▸ WHAT TO PRODUCE:
The answer must be an exact copy of the lines from the one holding "-- sample [475,305]." through the final line of the entries, and nothing else.

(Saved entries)
┌──

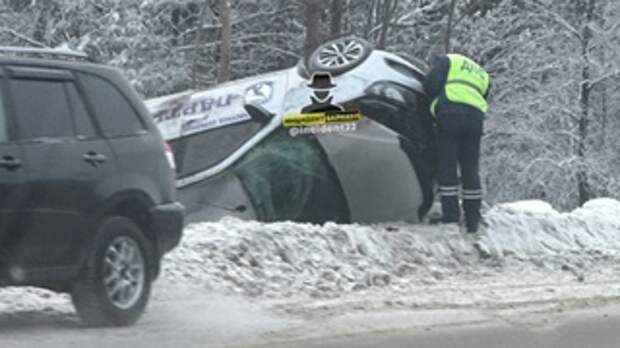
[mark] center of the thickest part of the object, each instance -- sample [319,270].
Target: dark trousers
[459,133]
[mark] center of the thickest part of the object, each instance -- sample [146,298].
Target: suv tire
[339,55]
[115,283]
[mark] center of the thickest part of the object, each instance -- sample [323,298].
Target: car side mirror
[258,113]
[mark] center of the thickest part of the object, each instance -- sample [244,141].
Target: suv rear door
[12,187]
[67,162]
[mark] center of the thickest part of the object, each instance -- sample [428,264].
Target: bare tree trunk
[223,74]
[312,18]
[40,27]
[385,22]
[448,35]
[200,38]
[336,12]
[370,19]
[584,102]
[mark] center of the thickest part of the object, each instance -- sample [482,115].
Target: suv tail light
[170,156]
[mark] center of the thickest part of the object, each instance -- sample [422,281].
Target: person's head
[321,84]
[322,95]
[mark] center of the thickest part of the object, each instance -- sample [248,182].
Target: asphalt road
[587,333]
[201,320]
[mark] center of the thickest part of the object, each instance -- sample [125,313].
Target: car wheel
[339,55]
[115,283]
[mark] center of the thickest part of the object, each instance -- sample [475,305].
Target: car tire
[339,55]
[115,283]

└──

▸ SOLUTION BELOW:
[mark] center of the thickest part of the object, each instance -- sample [475,305].
Target: car tire
[339,55]
[115,283]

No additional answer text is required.